- **What is needed**: Write the listing out again word for word, skipping each picture.

************

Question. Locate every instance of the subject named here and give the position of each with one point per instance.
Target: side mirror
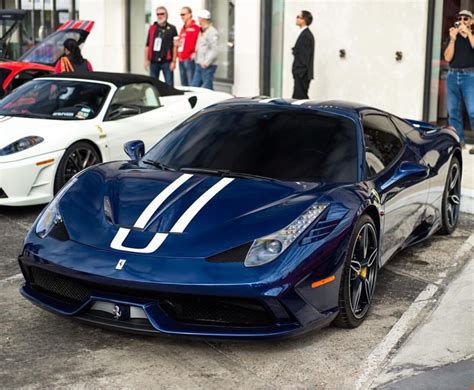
(123, 112)
(134, 149)
(406, 170)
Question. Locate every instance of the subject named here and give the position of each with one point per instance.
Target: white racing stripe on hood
(191, 212)
(179, 226)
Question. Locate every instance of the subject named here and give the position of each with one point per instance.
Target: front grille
(217, 311)
(58, 286)
(197, 310)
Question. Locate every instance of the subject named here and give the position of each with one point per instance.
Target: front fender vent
(234, 255)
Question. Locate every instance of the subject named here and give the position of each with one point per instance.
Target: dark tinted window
(382, 142)
(402, 126)
(55, 99)
(279, 142)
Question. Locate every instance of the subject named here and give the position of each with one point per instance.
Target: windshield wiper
(159, 165)
(225, 172)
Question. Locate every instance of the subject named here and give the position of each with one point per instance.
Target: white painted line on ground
(380, 353)
(375, 360)
(12, 278)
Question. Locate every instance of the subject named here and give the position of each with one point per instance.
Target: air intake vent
(233, 255)
(326, 225)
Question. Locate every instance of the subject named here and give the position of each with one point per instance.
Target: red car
(41, 58)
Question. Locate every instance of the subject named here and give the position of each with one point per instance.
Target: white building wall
(370, 31)
(105, 46)
(247, 48)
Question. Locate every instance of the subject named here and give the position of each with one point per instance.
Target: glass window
(141, 95)
(25, 76)
(55, 99)
(48, 51)
(223, 12)
(279, 143)
(402, 126)
(382, 142)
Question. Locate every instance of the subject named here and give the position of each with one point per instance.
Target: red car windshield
(56, 99)
(51, 49)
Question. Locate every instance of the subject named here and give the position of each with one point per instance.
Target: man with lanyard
(460, 83)
(206, 52)
(187, 46)
(160, 51)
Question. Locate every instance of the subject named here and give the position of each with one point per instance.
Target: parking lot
(41, 350)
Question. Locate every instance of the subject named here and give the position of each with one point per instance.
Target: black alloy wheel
(359, 275)
(77, 157)
(451, 198)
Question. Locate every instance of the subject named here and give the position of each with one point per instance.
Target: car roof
(338, 107)
(121, 79)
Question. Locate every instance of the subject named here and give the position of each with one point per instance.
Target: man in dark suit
(303, 52)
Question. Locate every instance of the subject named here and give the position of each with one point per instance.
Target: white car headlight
(21, 144)
(268, 248)
(51, 216)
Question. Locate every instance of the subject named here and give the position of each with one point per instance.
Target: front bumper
(253, 311)
(24, 182)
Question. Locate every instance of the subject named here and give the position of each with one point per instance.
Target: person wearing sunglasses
(303, 53)
(207, 49)
(460, 82)
(187, 46)
(160, 50)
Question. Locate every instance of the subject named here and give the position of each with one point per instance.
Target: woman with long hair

************

- **Answer box**:
Question. Locate every instance of the subject named here and give the position of each with one point per instance.
Target: side mirror
(123, 112)
(134, 149)
(406, 170)
Question. Locate every instance of the subject named here and give the position of each with one point per instance.
Target: white racing stripe on hood
(191, 212)
(179, 226)
Question. Locate every instance of the subject named here and give the position of each with one point per instance.
Target: front grille
(217, 311)
(58, 286)
(197, 310)
Question. Locate every instance of the subject named here and give the position of each with one point per instance.
Target: front fender vent
(234, 255)
Question. Locate every instance of the subject named here and give the position of each with one point per instance.
Target: dark tinted window
(382, 142)
(402, 126)
(55, 99)
(279, 142)
Question. Locate every instance of the subject named here and give the position of each with one point per instance.
Target: windshield wiper
(159, 165)
(225, 172)
Question. Locate every instance of the subject named here and give the position of each with one point per instance.
Target: white painted line on ground
(380, 353)
(375, 360)
(12, 278)
Question. Locate every instance of the subject named here and give the position of each with one point per instance.
Target: air intake vent
(233, 255)
(326, 225)
Question. Locate every instance of the subject named here and give the position of each with one point per instance.
Target: red car
(41, 58)
Question. Locate every instance of the subject named here and give the position of each with one point per instance.
Target: white building wall
(370, 31)
(105, 46)
(247, 48)
Question. Locate every instance of the subject named here and give the position of each with one point per instance.
Target: glass window
(141, 95)
(25, 76)
(55, 99)
(48, 51)
(223, 12)
(279, 143)
(402, 126)
(382, 142)
Question. Locate every instance of the subject named here and give the position of each with one point per instance.
Target: red car windshield
(56, 99)
(51, 49)
Question. Locate every instance of the subject named here and give the position of each with one point per instance.
Target: man with lanyard
(460, 83)
(206, 52)
(187, 46)
(160, 51)
Question. Locate every instance of the subject named here and give the position of each with one point per instance.
Target: parking lot
(41, 350)
Question. Locate every instance of the subject named here and give the position of each with one point per instance.
Target: black alloy wheel
(359, 275)
(77, 157)
(451, 198)
Question. Locate every instance of the subject named here and give the position of each with one point per instance.
Target: car roof
(338, 107)
(121, 79)
Question. Locate every instance of the subject named here and give the position of each with one point per instance.
Target: man in dark suit
(303, 52)
Question. Locate every instance of the subject named here and give the position of each with one point per instance.
Target: white car headlight
(21, 144)
(268, 248)
(51, 216)
Question. Locate every instance of the subject named here and give the position of each with one point per instance.
Target: front bumper
(253, 311)
(24, 182)
Question. Locate every instance of the subject named here and give the position of each with one point per instance.
Target: person wearing sunglasses
(303, 53)
(207, 49)
(460, 82)
(187, 46)
(160, 50)
Question. Locate every instance of the subject named here and give the position of each with one point per instance.
Target: woman with long hair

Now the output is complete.